**What the exercise asks**
List each line below that contains the string "light". Case counts.
**** Dataset extract ****
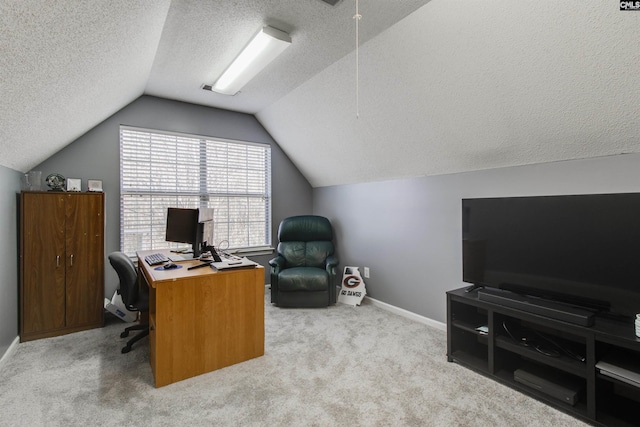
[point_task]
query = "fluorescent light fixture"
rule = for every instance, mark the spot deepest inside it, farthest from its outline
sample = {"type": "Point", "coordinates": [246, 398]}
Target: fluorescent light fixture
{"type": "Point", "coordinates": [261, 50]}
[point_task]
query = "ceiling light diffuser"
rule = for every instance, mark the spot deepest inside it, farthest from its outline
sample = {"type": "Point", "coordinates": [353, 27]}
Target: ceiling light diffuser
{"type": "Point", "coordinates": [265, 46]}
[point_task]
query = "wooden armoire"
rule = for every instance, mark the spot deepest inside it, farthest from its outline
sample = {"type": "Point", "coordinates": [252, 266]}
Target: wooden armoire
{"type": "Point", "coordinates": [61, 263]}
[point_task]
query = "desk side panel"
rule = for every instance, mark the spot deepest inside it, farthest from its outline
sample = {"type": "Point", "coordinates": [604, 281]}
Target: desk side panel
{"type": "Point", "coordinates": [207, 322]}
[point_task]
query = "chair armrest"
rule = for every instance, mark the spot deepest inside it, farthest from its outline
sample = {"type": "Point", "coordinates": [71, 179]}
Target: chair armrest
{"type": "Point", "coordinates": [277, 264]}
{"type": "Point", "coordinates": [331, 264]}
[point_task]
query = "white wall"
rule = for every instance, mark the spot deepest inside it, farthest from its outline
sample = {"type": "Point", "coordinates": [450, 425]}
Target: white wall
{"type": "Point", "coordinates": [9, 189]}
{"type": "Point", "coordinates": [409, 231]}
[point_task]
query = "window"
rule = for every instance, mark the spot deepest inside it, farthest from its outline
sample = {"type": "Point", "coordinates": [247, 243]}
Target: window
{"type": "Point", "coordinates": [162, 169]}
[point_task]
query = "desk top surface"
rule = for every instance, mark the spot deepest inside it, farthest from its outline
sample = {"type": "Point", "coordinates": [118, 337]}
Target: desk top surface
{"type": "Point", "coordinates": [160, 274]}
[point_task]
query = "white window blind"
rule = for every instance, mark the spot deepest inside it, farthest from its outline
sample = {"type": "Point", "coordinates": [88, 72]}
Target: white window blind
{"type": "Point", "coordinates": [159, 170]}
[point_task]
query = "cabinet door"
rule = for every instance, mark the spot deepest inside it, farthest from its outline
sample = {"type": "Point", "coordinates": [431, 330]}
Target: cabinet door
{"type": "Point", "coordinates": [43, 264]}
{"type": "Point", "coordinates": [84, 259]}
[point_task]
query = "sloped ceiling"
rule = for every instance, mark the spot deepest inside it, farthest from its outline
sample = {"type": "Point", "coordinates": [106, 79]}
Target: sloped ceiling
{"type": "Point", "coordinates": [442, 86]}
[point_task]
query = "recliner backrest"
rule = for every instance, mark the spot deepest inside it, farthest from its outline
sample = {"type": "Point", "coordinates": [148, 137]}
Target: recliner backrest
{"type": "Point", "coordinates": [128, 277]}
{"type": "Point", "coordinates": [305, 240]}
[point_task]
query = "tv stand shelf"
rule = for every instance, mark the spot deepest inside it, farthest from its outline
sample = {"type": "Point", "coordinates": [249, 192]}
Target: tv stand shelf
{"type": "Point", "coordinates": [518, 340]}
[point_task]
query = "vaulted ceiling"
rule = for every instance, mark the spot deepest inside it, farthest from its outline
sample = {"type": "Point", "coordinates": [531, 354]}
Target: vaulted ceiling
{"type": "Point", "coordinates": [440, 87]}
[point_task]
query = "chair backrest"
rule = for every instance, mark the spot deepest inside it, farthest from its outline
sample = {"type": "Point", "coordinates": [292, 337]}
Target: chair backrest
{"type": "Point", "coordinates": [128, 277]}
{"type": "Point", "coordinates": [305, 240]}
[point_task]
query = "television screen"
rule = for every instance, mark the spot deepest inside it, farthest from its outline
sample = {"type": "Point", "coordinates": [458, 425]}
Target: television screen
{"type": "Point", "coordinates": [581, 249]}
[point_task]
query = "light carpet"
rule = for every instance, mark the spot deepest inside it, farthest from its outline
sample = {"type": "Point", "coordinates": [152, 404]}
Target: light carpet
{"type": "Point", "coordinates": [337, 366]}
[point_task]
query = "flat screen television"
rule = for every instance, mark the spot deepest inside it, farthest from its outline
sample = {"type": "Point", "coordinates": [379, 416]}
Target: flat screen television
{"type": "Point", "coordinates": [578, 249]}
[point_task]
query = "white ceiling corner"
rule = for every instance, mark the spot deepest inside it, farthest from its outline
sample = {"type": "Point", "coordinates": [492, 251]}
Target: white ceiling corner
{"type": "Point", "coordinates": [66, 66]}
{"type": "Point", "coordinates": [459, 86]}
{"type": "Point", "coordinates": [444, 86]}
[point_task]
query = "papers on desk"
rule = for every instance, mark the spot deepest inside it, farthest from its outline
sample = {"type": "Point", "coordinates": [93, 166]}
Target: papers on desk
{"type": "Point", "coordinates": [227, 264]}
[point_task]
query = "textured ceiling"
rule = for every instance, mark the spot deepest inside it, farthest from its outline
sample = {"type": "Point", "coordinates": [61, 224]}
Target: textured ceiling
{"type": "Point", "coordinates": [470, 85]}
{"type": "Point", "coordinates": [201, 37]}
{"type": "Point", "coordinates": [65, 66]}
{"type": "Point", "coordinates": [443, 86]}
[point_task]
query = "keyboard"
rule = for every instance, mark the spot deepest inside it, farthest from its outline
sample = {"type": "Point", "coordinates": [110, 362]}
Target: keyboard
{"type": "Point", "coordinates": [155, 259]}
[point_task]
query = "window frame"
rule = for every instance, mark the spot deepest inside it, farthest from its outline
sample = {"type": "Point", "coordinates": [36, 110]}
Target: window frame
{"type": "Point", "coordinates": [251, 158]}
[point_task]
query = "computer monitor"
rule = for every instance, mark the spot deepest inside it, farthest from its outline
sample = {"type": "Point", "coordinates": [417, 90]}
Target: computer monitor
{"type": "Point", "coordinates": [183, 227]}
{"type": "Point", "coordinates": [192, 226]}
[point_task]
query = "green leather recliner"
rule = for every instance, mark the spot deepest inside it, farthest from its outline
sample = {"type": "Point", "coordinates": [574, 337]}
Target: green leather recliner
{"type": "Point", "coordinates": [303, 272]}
****
**Solution to this task**
query = "fluorescent light fixture"
Target: fluorescent light fixture
query = "ceiling light diffuser"
Target: ceiling light diffuser
query = "light carpet"
Target: light carpet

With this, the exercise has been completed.